> _WHAT YOU WILL DO_:
a) Answer these questions from the post about staying away from the news, one answer per line, marked to match:
(i) What is the writer's computer homepage?
(ii) How many days of the week does the writer spend teaching a composition class?
(iii) What cure did the ophthalmologist's doctor prescribe?
b) Transcribe the post about staying away from the news between "Monday, October 10, 2011" and "in my life.", inclusive.
c) Does each statement agree with the post about staying away from the news? Give yes or no for each, marked (i), (ii), (iii), and quote the words that decide it.
(i) The writer has three newspapers delivered.
(ii) The writer owns no stock.
(iii) The writer's husband usually watches NBC news in the evening.

> _PASSAGE PROVIDED_:
Monday, October 10, 2011

Brother, can you spare some good news?

A cartoon from about.com by Walt Handelsman.

I can’t believe I’m going to say this, but I think I’m going to have to stay away from the news.

As a former journalist, it seems unthinkable. I have two newspapers delivered, and I read most of them before I leave the house. My computer’s homepage is the Los Angeles Times. I listen to NPR on the way to work. My husband usually watches ABC news in the evening.

I have lots of intelligent Facebook friends who post links to news stories. I have a smartphone that gives me news. In other words, the news is fairly inescapable in my life.

But lately, I’ve been experiencing an existential angst I first felt in the early 1970s when the United States started going into an economic downturn. People were wringing their hands about the cost of bread rising to more than a dollar. Try five dollars, now.

I spend two days of my week teaching a composition class modeled on a sustainability theme: the loss of biodiversity, how Monsanto has patented life and is gobbling up all the seed strains so they can genetically engineer them; how the World Bank owns the rights to most of the fresh water on the planet; the melting polar ice caps; the whirling vortex of trash the size of Texas in the Pacific Ocean; the dying oceans, etc.
It isn’t all doom and gloom — there are bright spots where people are changing paradigms and making things better — but their efforts seem like spitting into the ocean.

Also, media is sounding the near-constant drumbeat of bad economic news: every day we hear some new pronouncement about we definitely are/might be/ are already, but we don’t know it/ in a recession.
I think investors are the ones who should stop reading the news. Every month another jobs report comes out to tell us what we already know: it doesn’t seem that things are getting any better. And every month investors send the stock market reeling on this little gem of wisdom.

It seems purposeless. Why don’t they just let it ride a few months and see what happens? By the time the report comes out, it’s old news anyway.

My ophthalmologist told me years ago that his doctor prescribed a cure for his skyrocketing blood pressure and anxiety: stop reading or listening to the news. And that was when we didn’t have the 24-hour newscycle, thanks to the Internet.

I didn’t tell him, but I was appalled. I think I murmured something like, “Oh, I could never do that,” but really I was wondering how any intelligent person could hide his or her head in the sand and pretend like everything was “Hunky Dunky!” to quote actor S.K. “Cuddles” Sakall.

But now I’m beginning to get it.

Like many Americans, my husband and I are living paycheck to paycheck, with next to no safety-net. But we’ve got a warm bed, cars that run, families who love us, food to eat, clothes to wear, work that matters, and books to read (even if we need to go to the library every once in a while).

I own no stock, and don’t have the opportunity to “wet myself” (my husband’s expression) every time some new bit of bad economic news comes out, so why should I even listen to it?

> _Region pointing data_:
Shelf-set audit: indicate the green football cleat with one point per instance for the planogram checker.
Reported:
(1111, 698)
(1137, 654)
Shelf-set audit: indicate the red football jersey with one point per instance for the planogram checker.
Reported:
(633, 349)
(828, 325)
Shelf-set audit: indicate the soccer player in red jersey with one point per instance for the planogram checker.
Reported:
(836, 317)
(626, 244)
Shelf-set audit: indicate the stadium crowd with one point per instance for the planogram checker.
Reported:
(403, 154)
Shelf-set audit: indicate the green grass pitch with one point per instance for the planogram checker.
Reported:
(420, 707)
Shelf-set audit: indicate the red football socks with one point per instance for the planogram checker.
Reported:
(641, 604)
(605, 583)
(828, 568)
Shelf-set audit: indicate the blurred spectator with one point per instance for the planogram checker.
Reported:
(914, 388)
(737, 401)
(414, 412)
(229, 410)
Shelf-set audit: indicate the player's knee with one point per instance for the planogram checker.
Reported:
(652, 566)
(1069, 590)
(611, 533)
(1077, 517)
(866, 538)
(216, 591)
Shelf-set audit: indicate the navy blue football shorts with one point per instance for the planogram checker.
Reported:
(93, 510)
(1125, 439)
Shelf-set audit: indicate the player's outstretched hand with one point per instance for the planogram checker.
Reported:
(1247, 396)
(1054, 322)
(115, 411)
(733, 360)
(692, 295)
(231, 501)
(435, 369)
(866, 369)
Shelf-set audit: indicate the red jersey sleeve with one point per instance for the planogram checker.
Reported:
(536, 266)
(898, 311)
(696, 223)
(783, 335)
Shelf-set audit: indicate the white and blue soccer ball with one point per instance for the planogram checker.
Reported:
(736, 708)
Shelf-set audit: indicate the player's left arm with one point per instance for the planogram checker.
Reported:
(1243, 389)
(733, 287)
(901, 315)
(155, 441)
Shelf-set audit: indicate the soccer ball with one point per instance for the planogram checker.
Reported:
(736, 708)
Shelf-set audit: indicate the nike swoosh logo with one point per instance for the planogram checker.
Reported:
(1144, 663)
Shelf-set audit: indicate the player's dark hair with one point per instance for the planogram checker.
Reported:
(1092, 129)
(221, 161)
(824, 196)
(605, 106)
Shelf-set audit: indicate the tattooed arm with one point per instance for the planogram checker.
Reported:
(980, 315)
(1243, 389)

> _ANSWERS FOR EACH ITEM_:
a)
(i) The Los Angeles Times
(ii) Two
(iii) Stop reading or listening to the news

b)
Monday, October 10, 2011

Brother, can you spare some good news?

A cartoon from about.com by Walt Handelsman.

I can’t believe I’m going to say this, but I think I’m going to have to stay away from the news.

As a former journalist, it seems unthinkable. I have two newspapers delivered, and I read most of them before I leave the house. My computer’s homepage is the Los Angeles Times. I listen to NPR on the way to work. My husband usually watches ABC news in the evening.

I have lots of intelligent Facebook friends who post links to news stories. I have a smartphone that gives me news. In other words, the news is fairly inescapable in my life.

c)
(i) No: "I have two newspapers delivered"
(ii) Yes: "I own no stock"
(iii) No: "My husband usually watches ABC news in the evening."